▸ **Your tasks**:
A) For each statement below, say yes or no to whether it agrees with the NFS tuning text, and quote the exact words of that text that decide it. (i) The values of tcp_rmem and tcp_wmem need to be changed only on the server. (ii) Port 2049 is the NFS service port. (iii) nfsiostat can collect statistics for every command word.
B) Extend the NFS tuning text, beginning right after its last sentence.

== Excerpt to read ==

Number of communication threads

Sets the number of protocol communication threads. Increase the value of this parameter when the processing capability of the communication thread is insufficient.

Run the echo 32 > /proc/fs/nfsd/threads command to configure this parameter.

To check whether the number of communication threads is insufficient, use the netstat tool to check the stacking of the buffer for sending and receiving packets on the NFS connection. Pay attention to the TCP (used by default) status. Port 2049 is the NFS service port.

Number of service threads

Sets the number of protocol service threads. Increase the value of this parameter when the processing capability of the service thread is insufficient.

Run the echo 32 > /proc/fs/nfsd/pool_threads command to configure this parameter.

Linux

net.ipv4.tcp_rmem = 10000000 20000000 40000000

Size of the TCP receive buffer, which is the default value of the TCP receive window. For a 10GE NIC, you are advised to change the value to 10 MB, 20 MB, or 40 MB.

echo 10000000 20000000 40000000 > /proc/sys/net/ipv4/tcp_rmem
net.ipv4.tcp_wmem = 10000000 20000000 40000000
echo 10000000 20000000 40000000 > /proc/sys/net/ipv4/tcp_wmem

Size of the TCP send buffer. For a 10GE NIC, you are advised to change the value to 10 MB, 20 MB, or 40 MB.

net.ipv4.tcp_mem = 400000  800000  1600000

Number of memory pages that can be used by the TCP protocol stack. The size of each page is 4 KB. You are advised to change the value to 400 MB, 800 MB, or 1.6 GB.

net.ipv4.tcp_window_scaling = 1

The scaling factor option of the TCP window. The TCP window larger than 64 KB is supported only after this option is enabled.

Note: The values of tcp_rmem and tcp_wmem need to be changed only on the client.

Linux

1. 1: Support jumbo frames.

   ip link set all xxx mtu 9000
   ifconfig xxx mtu 9000

2. Enable flow control.

   ethtool –A xxx rx on
   ethtool –A xxx tx on

3. Interrupt aggregation.

   ethtool –C xxx rx-usecs 32

Linux

1. Number of concurrent RPC requests.

   echo 128 > /proc/sys/sunrpc/tcp_slot_table_entries

   Note: After the value is changed, unmount the file system and remount it for the change to take effect.

The following figure shows the layers of the NFS application. The left part indicates the client side, and the right part indicates the server side.

Numbers 1 to 8 have corresponding delay statistics. You can obtain the delay between two adjacent points to accurately locate the time-consuming layer.

Application layer statistics

Application latency statistics (such as Vdbench) output corresponding information such as latency, rate, and OPS.

Client NFS/SunRPC statistics

1. nfsiostat

   The output is real-time statistics, but only the read and write command words can be collected.

===
== Supplied information ==

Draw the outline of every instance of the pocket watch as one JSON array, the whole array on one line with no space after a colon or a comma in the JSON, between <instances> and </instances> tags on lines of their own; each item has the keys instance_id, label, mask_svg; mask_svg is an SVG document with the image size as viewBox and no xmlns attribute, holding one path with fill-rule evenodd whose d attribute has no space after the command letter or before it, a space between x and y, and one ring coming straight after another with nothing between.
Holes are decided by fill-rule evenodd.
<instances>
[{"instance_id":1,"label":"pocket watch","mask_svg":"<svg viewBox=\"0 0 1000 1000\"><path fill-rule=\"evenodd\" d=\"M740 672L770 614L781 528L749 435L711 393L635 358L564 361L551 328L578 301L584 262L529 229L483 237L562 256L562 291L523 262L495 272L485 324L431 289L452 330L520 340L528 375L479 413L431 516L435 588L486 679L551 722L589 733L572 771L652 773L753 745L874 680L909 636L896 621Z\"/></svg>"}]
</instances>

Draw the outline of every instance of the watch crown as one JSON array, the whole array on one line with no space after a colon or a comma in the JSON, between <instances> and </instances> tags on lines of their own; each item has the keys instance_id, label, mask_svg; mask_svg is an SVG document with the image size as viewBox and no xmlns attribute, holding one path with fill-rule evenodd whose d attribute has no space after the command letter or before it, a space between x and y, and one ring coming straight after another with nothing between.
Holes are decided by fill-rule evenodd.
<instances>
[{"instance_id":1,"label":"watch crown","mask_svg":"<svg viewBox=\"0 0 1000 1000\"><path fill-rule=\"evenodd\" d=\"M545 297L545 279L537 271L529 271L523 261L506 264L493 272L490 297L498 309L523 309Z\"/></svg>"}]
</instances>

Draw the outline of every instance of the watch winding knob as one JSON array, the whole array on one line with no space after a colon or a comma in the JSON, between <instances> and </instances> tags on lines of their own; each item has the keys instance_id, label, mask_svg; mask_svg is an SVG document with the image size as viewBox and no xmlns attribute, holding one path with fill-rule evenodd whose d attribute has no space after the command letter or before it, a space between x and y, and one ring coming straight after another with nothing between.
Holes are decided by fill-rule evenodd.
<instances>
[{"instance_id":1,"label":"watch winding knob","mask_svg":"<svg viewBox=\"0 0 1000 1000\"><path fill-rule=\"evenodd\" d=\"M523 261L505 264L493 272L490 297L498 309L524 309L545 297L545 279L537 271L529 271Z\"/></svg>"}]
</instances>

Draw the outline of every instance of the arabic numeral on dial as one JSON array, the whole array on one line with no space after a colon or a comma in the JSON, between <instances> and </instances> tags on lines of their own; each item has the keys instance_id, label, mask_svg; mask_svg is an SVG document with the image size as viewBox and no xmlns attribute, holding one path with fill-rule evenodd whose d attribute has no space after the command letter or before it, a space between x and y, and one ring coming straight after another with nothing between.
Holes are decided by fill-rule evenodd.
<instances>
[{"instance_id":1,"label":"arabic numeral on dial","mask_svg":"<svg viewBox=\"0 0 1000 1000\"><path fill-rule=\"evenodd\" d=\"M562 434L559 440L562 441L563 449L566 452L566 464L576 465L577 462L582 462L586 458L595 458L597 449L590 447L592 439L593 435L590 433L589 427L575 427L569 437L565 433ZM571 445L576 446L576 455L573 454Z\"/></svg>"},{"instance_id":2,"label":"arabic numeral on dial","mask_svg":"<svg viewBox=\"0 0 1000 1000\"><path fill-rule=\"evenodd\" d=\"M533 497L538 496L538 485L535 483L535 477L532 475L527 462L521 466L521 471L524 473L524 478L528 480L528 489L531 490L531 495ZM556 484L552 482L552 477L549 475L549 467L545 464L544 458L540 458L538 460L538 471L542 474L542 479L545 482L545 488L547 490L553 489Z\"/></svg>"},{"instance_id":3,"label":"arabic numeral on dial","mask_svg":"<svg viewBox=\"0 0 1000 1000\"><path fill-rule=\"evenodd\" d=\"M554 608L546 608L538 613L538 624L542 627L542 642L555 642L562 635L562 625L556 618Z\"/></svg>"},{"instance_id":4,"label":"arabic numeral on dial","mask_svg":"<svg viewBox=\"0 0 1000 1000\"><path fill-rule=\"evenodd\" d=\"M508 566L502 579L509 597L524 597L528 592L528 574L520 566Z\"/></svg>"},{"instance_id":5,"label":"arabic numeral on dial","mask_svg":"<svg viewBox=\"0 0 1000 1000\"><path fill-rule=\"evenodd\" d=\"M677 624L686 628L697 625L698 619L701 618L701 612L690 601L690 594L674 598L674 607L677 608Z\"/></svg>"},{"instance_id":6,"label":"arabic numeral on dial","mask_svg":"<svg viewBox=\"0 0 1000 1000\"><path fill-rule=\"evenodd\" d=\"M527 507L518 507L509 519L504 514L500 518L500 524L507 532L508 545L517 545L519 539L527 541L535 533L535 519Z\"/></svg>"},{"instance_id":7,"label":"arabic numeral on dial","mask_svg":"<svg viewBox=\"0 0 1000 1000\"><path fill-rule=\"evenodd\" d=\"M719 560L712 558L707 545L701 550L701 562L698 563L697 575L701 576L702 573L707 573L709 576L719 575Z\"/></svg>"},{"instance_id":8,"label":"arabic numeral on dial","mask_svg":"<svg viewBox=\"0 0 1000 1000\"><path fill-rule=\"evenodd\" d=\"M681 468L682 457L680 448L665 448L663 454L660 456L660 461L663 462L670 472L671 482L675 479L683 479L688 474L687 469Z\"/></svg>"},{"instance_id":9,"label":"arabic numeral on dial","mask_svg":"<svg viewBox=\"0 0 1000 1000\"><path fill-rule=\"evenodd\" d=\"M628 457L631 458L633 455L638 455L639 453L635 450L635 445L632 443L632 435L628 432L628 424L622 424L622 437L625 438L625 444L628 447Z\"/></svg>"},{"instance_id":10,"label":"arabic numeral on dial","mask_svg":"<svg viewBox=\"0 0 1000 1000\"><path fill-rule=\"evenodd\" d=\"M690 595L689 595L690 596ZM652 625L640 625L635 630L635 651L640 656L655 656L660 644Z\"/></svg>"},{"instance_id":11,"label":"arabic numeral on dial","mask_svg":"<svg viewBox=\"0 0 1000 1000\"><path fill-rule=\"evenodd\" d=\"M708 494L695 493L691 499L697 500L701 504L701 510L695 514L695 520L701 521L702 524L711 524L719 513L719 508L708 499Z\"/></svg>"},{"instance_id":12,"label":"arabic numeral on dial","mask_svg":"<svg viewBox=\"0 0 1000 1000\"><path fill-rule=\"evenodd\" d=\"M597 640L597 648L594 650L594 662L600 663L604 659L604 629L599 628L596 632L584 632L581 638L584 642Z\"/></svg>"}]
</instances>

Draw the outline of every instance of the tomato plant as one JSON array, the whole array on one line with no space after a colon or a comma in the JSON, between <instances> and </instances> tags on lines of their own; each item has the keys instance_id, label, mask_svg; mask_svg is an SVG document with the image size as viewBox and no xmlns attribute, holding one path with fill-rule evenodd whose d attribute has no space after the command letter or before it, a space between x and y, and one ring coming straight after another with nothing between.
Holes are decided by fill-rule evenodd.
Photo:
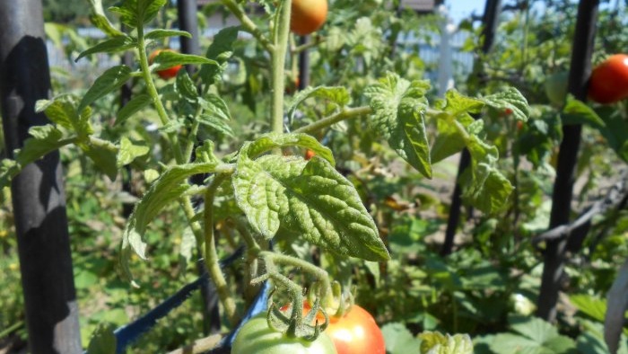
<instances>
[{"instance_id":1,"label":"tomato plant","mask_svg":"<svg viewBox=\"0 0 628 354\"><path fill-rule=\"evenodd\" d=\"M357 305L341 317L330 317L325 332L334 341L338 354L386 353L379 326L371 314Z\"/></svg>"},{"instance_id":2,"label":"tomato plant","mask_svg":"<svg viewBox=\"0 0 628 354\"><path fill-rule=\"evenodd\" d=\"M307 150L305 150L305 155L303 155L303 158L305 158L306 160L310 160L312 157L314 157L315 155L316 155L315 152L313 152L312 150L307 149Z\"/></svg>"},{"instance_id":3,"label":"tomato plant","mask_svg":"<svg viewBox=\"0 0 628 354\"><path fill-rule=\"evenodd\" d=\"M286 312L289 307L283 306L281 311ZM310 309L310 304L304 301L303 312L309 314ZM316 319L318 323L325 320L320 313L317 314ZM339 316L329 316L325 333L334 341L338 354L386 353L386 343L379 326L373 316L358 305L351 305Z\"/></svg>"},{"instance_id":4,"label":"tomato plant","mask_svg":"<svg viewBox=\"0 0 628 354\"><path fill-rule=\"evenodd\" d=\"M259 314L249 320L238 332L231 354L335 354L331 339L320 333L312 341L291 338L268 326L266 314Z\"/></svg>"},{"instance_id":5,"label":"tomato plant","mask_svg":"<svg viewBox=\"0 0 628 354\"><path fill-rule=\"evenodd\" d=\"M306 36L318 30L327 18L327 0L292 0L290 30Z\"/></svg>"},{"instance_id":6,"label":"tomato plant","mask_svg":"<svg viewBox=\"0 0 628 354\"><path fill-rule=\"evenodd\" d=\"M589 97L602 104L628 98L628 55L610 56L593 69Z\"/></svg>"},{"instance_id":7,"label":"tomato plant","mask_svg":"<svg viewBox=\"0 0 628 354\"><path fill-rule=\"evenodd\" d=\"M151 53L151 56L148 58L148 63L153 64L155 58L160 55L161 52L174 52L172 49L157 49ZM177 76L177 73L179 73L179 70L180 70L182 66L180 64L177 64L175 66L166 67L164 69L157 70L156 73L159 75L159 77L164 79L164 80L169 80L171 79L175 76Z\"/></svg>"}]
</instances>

===
== Supplied information ==

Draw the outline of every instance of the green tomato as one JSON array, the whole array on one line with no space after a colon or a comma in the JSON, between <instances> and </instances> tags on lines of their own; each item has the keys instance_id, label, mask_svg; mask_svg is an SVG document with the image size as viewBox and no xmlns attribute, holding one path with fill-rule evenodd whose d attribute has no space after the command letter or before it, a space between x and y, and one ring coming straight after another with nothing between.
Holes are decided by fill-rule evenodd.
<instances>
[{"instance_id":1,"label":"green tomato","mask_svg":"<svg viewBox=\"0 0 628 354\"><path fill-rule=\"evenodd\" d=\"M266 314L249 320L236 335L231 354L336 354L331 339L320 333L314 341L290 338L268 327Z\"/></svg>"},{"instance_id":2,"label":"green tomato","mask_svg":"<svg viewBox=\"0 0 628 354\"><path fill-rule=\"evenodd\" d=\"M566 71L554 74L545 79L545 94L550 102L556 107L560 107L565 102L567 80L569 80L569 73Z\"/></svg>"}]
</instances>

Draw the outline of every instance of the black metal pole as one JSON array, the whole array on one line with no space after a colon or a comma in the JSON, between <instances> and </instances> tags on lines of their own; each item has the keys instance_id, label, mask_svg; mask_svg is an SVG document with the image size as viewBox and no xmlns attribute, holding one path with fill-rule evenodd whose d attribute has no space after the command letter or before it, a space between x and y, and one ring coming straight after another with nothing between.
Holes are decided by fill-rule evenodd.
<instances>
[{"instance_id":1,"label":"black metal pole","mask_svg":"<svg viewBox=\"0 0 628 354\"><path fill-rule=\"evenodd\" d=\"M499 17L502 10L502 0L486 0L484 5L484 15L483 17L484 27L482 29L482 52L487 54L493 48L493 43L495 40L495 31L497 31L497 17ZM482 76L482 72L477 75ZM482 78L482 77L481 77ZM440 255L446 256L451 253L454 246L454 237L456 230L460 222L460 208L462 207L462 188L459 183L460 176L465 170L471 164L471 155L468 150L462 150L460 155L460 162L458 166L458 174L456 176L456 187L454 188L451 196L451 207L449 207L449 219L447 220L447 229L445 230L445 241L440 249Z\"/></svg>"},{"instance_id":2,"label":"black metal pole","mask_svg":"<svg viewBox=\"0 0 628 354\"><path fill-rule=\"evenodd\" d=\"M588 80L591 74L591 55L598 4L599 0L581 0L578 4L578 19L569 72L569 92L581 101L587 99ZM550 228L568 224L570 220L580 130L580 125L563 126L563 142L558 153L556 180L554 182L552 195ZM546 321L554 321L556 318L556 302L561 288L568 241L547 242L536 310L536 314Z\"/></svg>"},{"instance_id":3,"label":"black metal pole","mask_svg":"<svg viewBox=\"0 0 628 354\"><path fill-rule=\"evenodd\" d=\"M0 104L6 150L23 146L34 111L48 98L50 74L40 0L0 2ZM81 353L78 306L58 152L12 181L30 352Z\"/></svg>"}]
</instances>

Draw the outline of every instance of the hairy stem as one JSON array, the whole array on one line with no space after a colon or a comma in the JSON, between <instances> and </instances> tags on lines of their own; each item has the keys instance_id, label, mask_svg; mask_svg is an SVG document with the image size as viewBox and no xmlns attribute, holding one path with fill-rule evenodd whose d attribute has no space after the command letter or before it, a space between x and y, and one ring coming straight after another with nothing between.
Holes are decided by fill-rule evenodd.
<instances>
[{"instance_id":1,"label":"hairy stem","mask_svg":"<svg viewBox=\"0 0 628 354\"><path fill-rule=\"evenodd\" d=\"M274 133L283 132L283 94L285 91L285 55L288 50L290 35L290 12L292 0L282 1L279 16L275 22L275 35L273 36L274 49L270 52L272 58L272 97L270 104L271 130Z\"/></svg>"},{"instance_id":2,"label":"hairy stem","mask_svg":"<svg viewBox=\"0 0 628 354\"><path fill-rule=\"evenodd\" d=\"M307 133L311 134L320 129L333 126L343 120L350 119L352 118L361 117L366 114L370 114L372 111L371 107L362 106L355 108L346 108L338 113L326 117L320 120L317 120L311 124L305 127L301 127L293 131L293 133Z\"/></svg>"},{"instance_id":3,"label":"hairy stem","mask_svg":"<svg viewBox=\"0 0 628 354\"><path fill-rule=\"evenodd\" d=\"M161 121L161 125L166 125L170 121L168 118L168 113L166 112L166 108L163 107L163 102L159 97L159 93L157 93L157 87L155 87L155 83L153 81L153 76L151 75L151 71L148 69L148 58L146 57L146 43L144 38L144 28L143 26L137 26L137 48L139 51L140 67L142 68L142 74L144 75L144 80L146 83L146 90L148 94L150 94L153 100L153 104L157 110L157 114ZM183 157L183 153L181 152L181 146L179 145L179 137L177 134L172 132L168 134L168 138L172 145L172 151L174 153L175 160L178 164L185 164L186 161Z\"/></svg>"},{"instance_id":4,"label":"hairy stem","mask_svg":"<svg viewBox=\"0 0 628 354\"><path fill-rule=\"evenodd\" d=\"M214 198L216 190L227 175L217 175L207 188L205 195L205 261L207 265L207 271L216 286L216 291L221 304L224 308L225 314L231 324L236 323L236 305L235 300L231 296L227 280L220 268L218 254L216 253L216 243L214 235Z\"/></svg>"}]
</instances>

===

▸ **Results by task**:
A)
(i) No: "The values of tcp_rmem and tcp_wmem need to be changed only on the client."
(ii) Yes: "Port 2049 is the NFS service port."
(iii) No: "only the read and write command words can be collected."

B)
   - op/s
   This is the number of operations per second.
   - rpc bklog
   This is the length of the backlog queue.
   - kB/s
   This is the number of KB written/read per second.
   - kB/op
   This is the number of KB written/read per operation.
   - retrans
   This is the number of retransmissions.
   - avg RTT (ms)
   This is the duration between the time when client's kernel sends the RPC request and when it receives the reply.
   - avg exe (ms)
   This is the duration between the time when NFS client sends the RPC request to its kernel and when the request is completed. It includes the RTT time above.

2. mountstats

   The output is the accumulated statistics value, which can be used to collect statistics on all command words. The command output contains detailed description. Pay attention to the backlog wait, RTT, and total execute time corresponding to the command word statistics.

   

3. /proc/1/mountstats

   Source data of the nfsiostat and mountstats commands. Pay attention to the statistics of Xprt and statistics corresponding to commands.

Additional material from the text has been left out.